## Tasks for this exercise
[1] In the passage on music licensing, how long was the negotiation one ISP reported?
[2] Please retype the passage on music licensing starting at "Some time ago" and ending at "less restricted airing.".

## Excerpted passage
........

Some time ago I was asked to provide a note that could be circulated to European ISPs about some of the practices employed by music copyright owners which, in my view, represented obstacles to the growth and health of the online music market. A recent discussion on the Pho mailing list prompted me to dig this out and give it a less restricted airing.

It is certainly the case that new entrants to music distribution find the licensing process onerous. One ISP reported a year long negotiation for what seems a simple enough proposition. However the possession of a full hand of licences is such a valuable asset, even in their usual short term and maladapted state, that few successful licensees cry foul, preferring to enjoy the compromised advantages of being in a still exclusive club.

And yet the information that they have, locked down under NDA and the threat of arbitrary withdrawals of catalogues, is crucial for our regulators and public policy makers if they are not simply going to change one set of dysfunction for another. I very much hope that people with inside knowledge of how music licensing actually works will come forward so that there can be a reasonable debate in advance of the macro reform rippling around the world.

........

## Dataset
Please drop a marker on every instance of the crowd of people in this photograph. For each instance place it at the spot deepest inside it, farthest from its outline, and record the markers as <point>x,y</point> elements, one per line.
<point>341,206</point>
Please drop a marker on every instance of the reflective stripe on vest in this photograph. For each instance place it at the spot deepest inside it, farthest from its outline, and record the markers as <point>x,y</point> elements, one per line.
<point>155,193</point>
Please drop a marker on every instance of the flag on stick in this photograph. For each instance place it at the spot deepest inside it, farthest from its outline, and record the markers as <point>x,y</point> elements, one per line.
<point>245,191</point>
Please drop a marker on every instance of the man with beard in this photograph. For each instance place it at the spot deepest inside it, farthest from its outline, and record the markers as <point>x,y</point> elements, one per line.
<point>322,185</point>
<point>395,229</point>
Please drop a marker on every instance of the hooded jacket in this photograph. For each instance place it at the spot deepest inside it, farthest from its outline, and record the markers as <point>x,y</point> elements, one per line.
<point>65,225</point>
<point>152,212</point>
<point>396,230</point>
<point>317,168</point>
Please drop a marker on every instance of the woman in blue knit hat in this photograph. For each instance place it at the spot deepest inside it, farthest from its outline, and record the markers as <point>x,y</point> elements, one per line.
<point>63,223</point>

........

## Task-by-task results
[1] It lasted a year.

[2]
Some time ago I was asked to provide a note that could be circulated to European ISPs about some of the practices employed by music copyright owners which, in my view, represented obstacles to the growth and health of the online music market. A recent discussion on the Pho mailing list prompted me to dig this out and give it a less restricted airing.